Input: Begin

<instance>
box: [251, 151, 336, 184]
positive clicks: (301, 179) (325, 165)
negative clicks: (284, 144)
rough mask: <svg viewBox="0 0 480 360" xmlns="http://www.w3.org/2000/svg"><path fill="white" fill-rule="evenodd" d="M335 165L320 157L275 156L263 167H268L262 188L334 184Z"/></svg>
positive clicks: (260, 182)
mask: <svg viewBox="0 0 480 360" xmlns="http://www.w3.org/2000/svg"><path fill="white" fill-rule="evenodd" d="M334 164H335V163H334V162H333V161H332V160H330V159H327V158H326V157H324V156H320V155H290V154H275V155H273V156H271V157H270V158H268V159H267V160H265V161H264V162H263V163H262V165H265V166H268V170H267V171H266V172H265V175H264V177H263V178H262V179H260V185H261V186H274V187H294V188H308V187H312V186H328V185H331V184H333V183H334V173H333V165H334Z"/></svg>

Input: End

What is expected:
Using the entries above, quote each line verbatim from the first through the line that contains "rough mask: <svg".

Response below:
<instance>
box: [251, 151, 336, 184]
positive clicks: (301, 179) (325, 165)
negative clicks: (284, 144)
rough mask: <svg viewBox="0 0 480 360" xmlns="http://www.w3.org/2000/svg"><path fill="white" fill-rule="evenodd" d="M335 165L320 157L275 156L263 167H268L262 188L334 184Z"/></svg>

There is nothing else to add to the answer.